Starting at the line with "Find the archaeological" in it, reproduce each line below through the last one, exactly, and include nothing else.

━━━━━ DATA SHOWN ━━━━━

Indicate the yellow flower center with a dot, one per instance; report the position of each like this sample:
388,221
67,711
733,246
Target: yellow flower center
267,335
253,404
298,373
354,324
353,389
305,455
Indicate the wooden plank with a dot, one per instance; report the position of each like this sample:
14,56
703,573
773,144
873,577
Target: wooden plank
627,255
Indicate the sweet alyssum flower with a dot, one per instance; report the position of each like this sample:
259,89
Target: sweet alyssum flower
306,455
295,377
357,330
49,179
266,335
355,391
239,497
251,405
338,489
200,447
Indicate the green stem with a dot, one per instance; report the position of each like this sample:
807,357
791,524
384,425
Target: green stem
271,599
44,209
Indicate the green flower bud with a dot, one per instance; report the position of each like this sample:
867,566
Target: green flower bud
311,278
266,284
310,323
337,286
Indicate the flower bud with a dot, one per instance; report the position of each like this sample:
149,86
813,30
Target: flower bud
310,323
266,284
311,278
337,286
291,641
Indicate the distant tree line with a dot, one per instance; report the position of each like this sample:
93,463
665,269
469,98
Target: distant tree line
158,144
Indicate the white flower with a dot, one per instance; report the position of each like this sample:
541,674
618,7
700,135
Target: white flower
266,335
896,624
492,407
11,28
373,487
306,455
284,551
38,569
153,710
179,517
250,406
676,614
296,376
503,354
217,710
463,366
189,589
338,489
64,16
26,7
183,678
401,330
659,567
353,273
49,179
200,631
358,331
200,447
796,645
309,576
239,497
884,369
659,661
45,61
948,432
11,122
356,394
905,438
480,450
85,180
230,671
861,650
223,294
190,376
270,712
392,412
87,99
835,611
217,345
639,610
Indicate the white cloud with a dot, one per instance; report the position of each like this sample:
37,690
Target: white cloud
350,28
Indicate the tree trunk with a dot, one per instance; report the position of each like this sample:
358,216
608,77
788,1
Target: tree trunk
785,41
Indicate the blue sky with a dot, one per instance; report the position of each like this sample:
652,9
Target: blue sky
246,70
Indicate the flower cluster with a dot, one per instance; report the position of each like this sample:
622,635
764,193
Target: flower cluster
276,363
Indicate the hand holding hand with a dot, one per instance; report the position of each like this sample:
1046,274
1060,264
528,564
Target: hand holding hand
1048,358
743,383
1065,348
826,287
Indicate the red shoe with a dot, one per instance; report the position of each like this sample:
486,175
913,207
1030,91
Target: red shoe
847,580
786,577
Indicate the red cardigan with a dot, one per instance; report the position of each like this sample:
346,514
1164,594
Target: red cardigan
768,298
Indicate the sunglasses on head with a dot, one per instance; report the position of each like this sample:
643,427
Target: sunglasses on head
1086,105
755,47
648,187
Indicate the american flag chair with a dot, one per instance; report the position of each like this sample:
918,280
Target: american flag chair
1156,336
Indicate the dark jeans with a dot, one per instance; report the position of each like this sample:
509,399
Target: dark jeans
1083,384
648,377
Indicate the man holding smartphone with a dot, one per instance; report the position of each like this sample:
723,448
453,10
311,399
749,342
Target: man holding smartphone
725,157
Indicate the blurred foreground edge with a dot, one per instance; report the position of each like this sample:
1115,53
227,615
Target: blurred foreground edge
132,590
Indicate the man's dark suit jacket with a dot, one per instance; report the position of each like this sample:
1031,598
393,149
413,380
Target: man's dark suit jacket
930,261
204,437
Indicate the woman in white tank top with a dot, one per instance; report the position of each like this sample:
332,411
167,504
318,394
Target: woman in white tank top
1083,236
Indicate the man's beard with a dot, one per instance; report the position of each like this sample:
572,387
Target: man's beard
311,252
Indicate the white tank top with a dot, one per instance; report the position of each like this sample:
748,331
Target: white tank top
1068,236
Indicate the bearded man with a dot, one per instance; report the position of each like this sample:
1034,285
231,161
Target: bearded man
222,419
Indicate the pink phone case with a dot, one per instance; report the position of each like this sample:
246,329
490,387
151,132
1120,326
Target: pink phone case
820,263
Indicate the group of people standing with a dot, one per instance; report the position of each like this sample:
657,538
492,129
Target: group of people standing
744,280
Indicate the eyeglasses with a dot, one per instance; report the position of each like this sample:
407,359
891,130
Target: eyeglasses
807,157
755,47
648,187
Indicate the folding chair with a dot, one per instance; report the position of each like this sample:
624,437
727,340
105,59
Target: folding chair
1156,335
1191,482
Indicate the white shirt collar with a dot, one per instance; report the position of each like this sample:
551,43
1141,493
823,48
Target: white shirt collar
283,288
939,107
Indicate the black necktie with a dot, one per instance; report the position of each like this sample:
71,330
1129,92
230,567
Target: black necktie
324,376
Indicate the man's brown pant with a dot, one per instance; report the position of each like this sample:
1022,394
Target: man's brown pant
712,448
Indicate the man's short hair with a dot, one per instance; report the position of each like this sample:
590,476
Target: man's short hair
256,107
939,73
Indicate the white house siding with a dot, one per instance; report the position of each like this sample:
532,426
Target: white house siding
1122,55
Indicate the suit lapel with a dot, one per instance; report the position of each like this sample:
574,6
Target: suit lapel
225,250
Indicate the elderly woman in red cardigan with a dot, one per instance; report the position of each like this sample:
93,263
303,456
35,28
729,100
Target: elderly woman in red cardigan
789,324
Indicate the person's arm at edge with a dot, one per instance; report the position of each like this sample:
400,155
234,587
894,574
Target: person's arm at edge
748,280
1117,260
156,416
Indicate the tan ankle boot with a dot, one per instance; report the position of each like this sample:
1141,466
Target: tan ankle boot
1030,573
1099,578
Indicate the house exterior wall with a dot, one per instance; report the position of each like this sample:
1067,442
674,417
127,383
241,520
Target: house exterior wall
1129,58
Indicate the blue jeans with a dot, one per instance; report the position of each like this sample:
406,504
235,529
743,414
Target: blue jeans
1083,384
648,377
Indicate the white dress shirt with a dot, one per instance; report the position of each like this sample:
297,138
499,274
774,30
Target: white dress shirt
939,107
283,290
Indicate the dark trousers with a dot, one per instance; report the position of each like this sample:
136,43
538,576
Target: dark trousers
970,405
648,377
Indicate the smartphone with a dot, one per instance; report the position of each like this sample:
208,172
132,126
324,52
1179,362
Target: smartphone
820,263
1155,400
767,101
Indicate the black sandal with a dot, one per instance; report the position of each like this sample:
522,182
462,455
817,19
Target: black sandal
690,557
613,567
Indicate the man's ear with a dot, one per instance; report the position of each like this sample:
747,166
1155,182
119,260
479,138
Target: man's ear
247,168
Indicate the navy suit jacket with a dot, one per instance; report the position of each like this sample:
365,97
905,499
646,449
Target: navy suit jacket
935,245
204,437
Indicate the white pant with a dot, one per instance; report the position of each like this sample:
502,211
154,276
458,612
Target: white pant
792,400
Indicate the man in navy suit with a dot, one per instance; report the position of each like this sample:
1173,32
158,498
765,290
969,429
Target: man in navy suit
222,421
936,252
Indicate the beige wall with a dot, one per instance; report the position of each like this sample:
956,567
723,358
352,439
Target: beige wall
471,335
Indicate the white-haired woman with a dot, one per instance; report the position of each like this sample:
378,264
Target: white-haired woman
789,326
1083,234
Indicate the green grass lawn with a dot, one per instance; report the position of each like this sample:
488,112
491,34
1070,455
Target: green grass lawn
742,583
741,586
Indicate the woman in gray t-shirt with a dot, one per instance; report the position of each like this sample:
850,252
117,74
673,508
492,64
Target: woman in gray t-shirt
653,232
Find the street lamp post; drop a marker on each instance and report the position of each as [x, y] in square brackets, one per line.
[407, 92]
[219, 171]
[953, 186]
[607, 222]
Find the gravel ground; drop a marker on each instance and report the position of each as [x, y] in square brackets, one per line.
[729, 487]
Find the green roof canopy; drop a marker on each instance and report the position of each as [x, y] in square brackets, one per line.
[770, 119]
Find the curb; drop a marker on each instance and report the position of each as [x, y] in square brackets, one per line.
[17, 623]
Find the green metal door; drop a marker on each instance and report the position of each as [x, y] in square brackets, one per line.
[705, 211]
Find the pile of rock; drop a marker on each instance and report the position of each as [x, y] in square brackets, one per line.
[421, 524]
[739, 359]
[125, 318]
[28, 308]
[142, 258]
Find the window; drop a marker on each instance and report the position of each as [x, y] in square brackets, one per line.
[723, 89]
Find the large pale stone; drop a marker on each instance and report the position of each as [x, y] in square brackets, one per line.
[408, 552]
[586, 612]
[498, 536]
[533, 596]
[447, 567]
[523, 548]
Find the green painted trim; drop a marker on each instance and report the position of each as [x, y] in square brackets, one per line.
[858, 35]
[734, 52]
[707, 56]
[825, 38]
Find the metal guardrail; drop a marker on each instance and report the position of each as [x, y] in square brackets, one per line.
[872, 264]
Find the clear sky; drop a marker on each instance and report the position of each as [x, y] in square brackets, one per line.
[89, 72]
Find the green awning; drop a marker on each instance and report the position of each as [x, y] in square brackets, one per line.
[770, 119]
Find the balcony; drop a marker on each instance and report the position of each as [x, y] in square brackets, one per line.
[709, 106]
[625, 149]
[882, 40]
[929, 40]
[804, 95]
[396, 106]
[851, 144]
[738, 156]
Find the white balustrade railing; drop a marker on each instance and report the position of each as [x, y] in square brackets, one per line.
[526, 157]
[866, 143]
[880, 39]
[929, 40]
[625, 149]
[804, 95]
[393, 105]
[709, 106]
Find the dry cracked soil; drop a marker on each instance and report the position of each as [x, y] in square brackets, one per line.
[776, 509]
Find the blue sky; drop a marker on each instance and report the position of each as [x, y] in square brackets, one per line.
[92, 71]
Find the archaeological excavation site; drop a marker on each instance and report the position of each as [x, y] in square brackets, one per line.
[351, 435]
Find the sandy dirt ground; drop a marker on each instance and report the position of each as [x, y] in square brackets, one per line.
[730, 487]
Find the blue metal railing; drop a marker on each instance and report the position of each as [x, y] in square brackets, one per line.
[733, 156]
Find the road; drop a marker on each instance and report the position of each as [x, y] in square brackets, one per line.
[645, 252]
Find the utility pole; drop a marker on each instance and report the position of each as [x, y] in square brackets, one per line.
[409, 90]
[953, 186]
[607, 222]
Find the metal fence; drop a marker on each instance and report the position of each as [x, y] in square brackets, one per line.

━━━━━

# THE REPLY
Find the archaeological excavation site; drop a marker on each instance and report the position of each as [x, y] in square brackets, one per line.
[351, 435]
Find the sandy dirt ground; drop a marker on each instance and report the position of each as [x, y] in square brackets, one per line.
[730, 487]
Find the blue metal railing; drop a marker on each instance and report the position of each as [x, y] in square brackets, one per line.
[733, 156]
Find the road; drop a marker on each instance and report the position of each as [x, y] in square brackets, one per line.
[645, 252]
Find the utility pole; drop a marker on each instance and report the position of each as [x, y] in square brackets, one per line.
[409, 90]
[953, 186]
[607, 222]
Find the metal fence; drop a marker on each instance and report the position of each as [x, y] in square brackets, one per line.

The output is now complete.